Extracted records
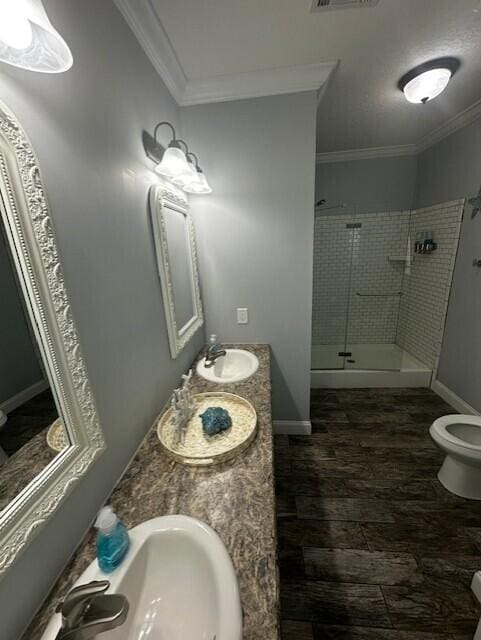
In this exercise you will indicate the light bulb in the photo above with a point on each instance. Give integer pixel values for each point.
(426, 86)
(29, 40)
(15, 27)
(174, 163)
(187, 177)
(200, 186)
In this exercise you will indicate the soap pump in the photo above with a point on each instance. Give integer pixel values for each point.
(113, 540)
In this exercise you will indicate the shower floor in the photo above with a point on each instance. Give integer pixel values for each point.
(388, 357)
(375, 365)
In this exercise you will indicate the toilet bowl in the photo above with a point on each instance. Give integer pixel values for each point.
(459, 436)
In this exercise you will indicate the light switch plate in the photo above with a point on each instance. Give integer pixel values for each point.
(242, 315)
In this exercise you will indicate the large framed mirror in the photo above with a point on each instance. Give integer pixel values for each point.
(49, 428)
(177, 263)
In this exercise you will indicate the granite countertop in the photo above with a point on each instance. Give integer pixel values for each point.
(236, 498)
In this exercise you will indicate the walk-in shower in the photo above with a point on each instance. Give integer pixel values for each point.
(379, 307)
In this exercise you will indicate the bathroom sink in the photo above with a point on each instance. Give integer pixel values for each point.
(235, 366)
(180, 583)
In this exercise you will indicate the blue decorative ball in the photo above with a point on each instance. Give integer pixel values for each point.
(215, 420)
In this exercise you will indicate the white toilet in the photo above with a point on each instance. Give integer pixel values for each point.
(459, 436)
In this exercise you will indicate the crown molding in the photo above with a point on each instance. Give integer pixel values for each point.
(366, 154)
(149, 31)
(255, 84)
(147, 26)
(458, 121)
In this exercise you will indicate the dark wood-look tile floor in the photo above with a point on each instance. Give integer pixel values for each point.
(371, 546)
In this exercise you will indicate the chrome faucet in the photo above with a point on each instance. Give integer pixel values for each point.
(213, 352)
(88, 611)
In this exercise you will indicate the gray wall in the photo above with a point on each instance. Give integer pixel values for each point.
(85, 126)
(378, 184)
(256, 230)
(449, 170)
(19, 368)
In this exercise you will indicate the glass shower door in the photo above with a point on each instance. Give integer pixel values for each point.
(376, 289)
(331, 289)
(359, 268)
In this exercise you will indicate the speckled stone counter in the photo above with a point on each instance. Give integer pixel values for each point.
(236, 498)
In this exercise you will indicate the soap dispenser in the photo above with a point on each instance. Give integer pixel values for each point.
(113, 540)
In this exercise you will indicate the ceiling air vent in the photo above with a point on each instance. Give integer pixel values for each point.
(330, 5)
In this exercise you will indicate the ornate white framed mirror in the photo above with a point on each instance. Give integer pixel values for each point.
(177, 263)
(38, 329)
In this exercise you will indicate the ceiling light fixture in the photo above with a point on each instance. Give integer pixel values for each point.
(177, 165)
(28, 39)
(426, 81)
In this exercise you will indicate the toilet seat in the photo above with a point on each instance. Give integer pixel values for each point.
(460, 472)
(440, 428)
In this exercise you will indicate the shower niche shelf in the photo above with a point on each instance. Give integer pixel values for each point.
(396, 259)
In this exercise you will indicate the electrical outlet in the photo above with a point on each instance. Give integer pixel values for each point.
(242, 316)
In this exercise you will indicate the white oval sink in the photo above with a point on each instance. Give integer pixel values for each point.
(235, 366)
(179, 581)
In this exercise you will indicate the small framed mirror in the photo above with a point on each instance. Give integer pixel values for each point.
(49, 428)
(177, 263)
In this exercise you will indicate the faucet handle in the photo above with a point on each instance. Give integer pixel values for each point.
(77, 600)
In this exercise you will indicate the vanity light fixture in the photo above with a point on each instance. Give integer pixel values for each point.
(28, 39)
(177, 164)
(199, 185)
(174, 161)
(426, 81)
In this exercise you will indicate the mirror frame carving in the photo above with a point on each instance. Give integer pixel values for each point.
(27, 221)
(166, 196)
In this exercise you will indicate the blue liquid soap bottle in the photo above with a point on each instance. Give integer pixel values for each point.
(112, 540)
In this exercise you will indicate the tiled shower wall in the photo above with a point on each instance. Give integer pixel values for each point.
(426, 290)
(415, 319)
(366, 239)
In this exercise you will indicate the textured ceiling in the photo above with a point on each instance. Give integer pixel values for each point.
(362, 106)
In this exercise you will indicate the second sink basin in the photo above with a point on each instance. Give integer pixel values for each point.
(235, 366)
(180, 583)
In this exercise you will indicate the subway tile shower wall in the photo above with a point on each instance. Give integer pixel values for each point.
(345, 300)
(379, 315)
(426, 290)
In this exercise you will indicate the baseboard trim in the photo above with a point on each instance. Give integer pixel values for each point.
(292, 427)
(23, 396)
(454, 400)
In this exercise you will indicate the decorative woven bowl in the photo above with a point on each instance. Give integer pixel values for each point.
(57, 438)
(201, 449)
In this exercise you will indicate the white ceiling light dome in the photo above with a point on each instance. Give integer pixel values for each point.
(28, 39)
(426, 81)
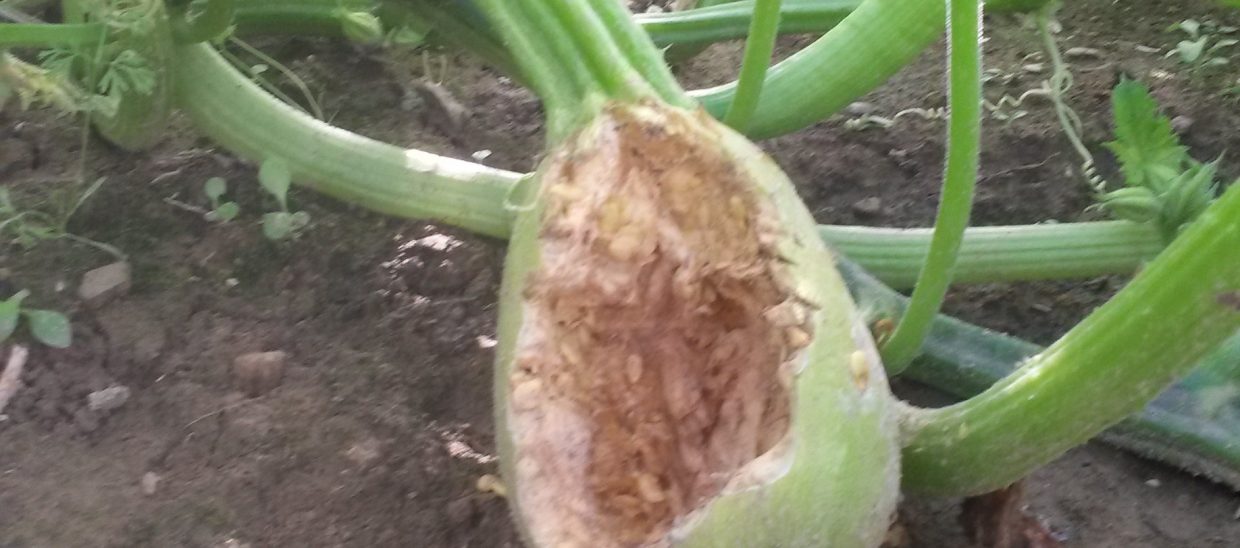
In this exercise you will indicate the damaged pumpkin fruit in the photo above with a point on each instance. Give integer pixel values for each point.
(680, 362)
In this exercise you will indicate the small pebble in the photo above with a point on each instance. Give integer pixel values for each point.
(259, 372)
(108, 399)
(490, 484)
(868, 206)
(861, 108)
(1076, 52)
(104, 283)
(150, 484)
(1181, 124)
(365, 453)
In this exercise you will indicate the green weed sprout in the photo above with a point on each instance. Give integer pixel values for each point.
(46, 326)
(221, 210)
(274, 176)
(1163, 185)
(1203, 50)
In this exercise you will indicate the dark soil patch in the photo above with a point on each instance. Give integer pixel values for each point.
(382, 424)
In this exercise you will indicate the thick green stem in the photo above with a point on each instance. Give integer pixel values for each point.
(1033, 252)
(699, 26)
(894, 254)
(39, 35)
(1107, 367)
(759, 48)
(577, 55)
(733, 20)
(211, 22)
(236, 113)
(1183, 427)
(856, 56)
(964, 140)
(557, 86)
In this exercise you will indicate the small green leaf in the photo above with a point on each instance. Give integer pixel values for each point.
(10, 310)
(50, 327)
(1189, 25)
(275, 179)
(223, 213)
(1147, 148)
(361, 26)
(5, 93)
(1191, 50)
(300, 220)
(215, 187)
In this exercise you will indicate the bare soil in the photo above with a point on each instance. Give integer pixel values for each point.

**Directions for this task**
Give an exact reproduction of every line, leaving out any picture.

**Task solution**
In this exercise you will indicate the light bulb in the photo above with a point on each instance. Give integer pixel values for each point.
(426, 86)
(29, 40)
(15, 27)
(174, 163)
(187, 177)
(200, 186)
In this exercise you will indicate the soap pump in the photo above with a point on each instance. Give integer pixel values for each point.
(113, 540)
In this exercise you will indicate the shower floor in the photo above with a point on each instance. Give integer pixel values for each point.
(388, 357)
(375, 365)
In this exercise you will indicate the toilet bowl in the photo above with a point on each instance. Give integer pixel values for each point.
(459, 436)
In this exercise you will indicate the light switch plate in the photo above with a point on each instance. Give integer pixel values for each point.
(242, 315)
In this exercise you will indicate the large framed mirror in the photo above with a point on each instance. Give integer pixel values for each point.
(49, 428)
(177, 263)
In this exercise you will indicate the granite countertop in the photo above with a point on each instance. Give integer pixel values for each point.
(236, 498)
In this exercise you will indicate the walk-in shower in the photo above with a point on each instance. Give integer pixel values for each point.
(379, 307)
In this exercise you will indicate the bathroom sink in the photo above with a point on each instance. Give integer pixel values for each point.
(235, 366)
(180, 583)
In this exercise you will indicate the blue decorative ball in the photo above with a point on each instance. Give integer pixel values for each point.
(215, 420)
In this exercise you will indicate the white toilet in the photo above with a point on each instance. Give integer pixel values for each point.
(459, 436)
In this exercise you will indicate the crown molding in the photo above with a point on each instance. Give integer pixel values for each point.
(366, 154)
(149, 31)
(255, 84)
(147, 26)
(458, 121)
In this exercise you will indicate the dark wood-look tile floor in the photo above with a point on each instance. Give integer pixel values for each point.
(371, 546)
In this exercise you will indicate the chrome faucet in the photo above with a point on each instance. Give integer pixel values for each point.
(213, 352)
(88, 611)
In this exercise you will indicate the gray wall in the photo above with a point on each instance. Give integer pixel values for each point.
(85, 126)
(378, 184)
(256, 230)
(449, 170)
(19, 368)
In this exercise you will indicate the glass shower door in the photo above with a point on each instance. Give integer pixel values for each point.
(376, 289)
(331, 289)
(359, 268)
In this exercise you will indicate the speckled stone counter in the photo above with a point on each instance. Give integer pixel values for each point.
(236, 498)
In this exercise you will indicate the soap dispenser in the photo above with a point on each instance. Give integer pixel values for each point.
(113, 540)
In this exercise you will indicate the ceiling air vent in the photo above with a point on each instance. Give integer pixel values for each point.
(330, 5)
In this exercise you will indicate the ornate white framed mirror in the photo above with a point on each instance. Give integer pixel values for each point.
(177, 263)
(38, 329)
In this exercise you will indicate the ceiling light fixture in the photo above with a point on each instance. Give integer pixel values for each point.
(177, 165)
(28, 39)
(426, 81)
In this exercise you will indicate the toilet seat in the photo above with a point on each instance. Give integer pixel values for each point.
(460, 472)
(440, 428)
In this exercise you will indicate the shower niche shelf in the photo above with a point on each instance. Give integer pixel values for each point.
(396, 259)
In this exercise you will indicate the electrical outlet in the photo above with a point on each instance. Give integer pixel values for each point.
(242, 316)
In this exercise you will indicate the white oval sink in the photo above with a point on each instance. Give integer pixel values for each point.
(235, 366)
(179, 581)
In this exercise you will indicate the small framed mirror in the photo above with a point on each instance. Give integer pixel values for each point.
(49, 428)
(177, 263)
In this exercise you will indicate the faucet handle in the photo above with a point on each instance. Give integer pixel values for each point.
(77, 600)
In this exercise you will indicate the vanity light fixture in the photo above with a point on each instance. Give integer pixel values for each point.
(28, 39)
(177, 164)
(199, 185)
(174, 161)
(426, 81)
In this exercise you will indicate the mirror frame carving in the photo above with a point on each instance. Give integer pixel values for each point.
(27, 221)
(166, 196)
In this exercise you will indicate the blue liquid soap bottle in the photo above with a point on each instance. Give integer pixel values for each point.
(112, 540)
In this exercise you will indicate the tiled shower wall in the photo above with a point on each instance. Give integer pixel values for each point.
(426, 290)
(415, 319)
(366, 239)
In this exercise you will indicate the textured ceiling in the photo above with a point on each instance. Give integer pixel values for each point.
(362, 106)
In this exercise you will indicate the second sink basin in the photo above with a point on each instance. Give integer pixel values for each point.
(235, 366)
(180, 583)
In this exercise you will indicate the subway tile shower wall in the photo above with a point on each instance. Give integer pixel values for each point.
(345, 300)
(379, 315)
(426, 290)
In this exercise you will indicate the baseboard trim in the photo above with a point on each instance. Give integer pixel values for each point.
(292, 427)
(23, 396)
(454, 400)
In this exercise you will indicate the decorative woven bowl in the photo above with a point on each instance. Give integer pixel values for each point.
(57, 438)
(201, 449)
In this exercise you will indicate the white ceiling light dome in the photo above with a point on each instance. Give integer pixel values for each point.
(28, 39)
(426, 81)
In this exercise you will indicate the damaged pumpkin fruit in the photo above with a point on each instance. Give integer pixel values for each point.
(680, 362)
In this exercise you will indicate the small pebble in the photo above with a point on each instance. Give integer pixel values for each point.
(259, 372)
(108, 399)
(490, 484)
(868, 206)
(861, 108)
(1076, 52)
(104, 283)
(150, 484)
(1181, 124)
(365, 453)
In this exercise you will indicate the green weed sprout in the photo above with a point on each instance. Give integer pixel values for each point.
(46, 326)
(221, 210)
(274, 176)
(1163, 185)
(1203, 50)
In this exercise you will indicate the dark soil patch in the photo above with a point on each instance. Give integer pixel values for each point.
(382, 424)
In this exercise you will indicate the thick green stem in the photo above with a point on each instance. Give integer pixel values for each point.
(1033, 252)
(699, 26)
(894, 254)
(39, 35)
(1107, 367)
(759, 48)
(577, 55)
(733, 20)
(211, 22)
(236, 113)
(1183, 427)
(856, 56)
(964, 140)
(557, 86)
In this exercise you will indicate the small green leaf in the photo above with a point on each instance. Give integer pixel values for each point.
(10, 310)
(50, 327)
(1189, 25)
(275, 179)
(223, 213)
(1147, 148)
(361, 26)
(5, 93)
(1191, 50)
(300, 220)
(215, 187)
In this exercise you will indicate the bare soil in the photo above with a point on each instance. Give integer pixel values for each point.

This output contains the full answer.